* [Data shown]:
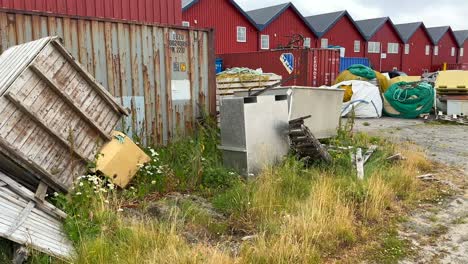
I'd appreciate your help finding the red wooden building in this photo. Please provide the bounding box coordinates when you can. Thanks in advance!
[356,17,403,71]
[453,30,468,64]
[182,0,259,54]
[427,26,459,67]
[0,0,182,25]
[247,3,316,50]
[395,22,433,76]
[306,11,365,57]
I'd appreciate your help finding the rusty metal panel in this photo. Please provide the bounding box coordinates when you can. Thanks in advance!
[219,49,340,87]
[0,10,216,144]
[0,0,182,25]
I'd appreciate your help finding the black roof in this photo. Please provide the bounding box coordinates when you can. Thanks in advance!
[247,2,315,34]
[305,10,364,38]
[427,26,451,45]
[181,0,260,30]
[453,30,468,47]
[356,17,389,40]
[395,22,432,43]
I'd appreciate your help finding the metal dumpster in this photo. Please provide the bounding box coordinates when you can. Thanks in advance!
[234,86,344,139]
[219,95,289,176]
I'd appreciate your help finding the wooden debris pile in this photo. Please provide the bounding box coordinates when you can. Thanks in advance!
[289,116,332,162]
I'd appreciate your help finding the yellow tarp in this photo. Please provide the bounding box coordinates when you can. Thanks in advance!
[435,71,468,89]
[333,70,390,95]
[389,76,421,86]
[96,131,150,188]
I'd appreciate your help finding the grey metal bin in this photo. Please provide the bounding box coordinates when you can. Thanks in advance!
[234,86,344,139]
[219,95,289,176]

* [To do]: Rewrite every item above with each instance of "photo" replaced by "image" and nothing else changed, leaving out the pictures.

* [Expected output]:
I'd appreciate your help finding the red wooden building in this image. Please provide the bounding box coordinates when you can. Thanks in advance!
[356,17,403,71]
[453,30,468,64]
[182,0,259,54]
[427,26,459,67]
[0,0,182,25]
[247,3,316,50]
[395,22,433,76]
[306,11,365,57]
I'd appreciate your help finding the rusty metal panel in this image. Please provide the bounding box coordinates when you can. Thanks in advance!
[219,49,340,87]
[0,10,216,144]
[0,0,182,25]
I'd appreciate your help finding the black roof in this image. Please provide the bounding box coordinates when you can. Thanks in advance!
[247,2,315,34]
[305,10,364,38]
[427,26,451,45]
[181,0,260,30]
[453,30,468,47]
[356,17,389,40]
[395,22,432,43]
I'd appreciate your help finding the metal dumpster in this image. Please provide the bounding box coordinates when you can. Thanks in advance!
[234,86,344,139]
[219,95,289,176]
I'd appreciate your help finding the wooden debris pile in this image. Please provide the bounding box coordinates when you can. Thanks in advance!
[289,116,332,162]
I'd appreciate your help finding the yellow tarp in this image. Please provide the bounding box coordinates when you can. Thanks in advance!
[435,71,468,89]
[333,70,390,95]
[389,76,421,86]
[96,131,150,188]
I'd appreciate your help finding the grey metal bin in this image. Please provide the bounding box coordinates when you can. Thanks in advance!
[234,86,344,139]
[219,95,289,176]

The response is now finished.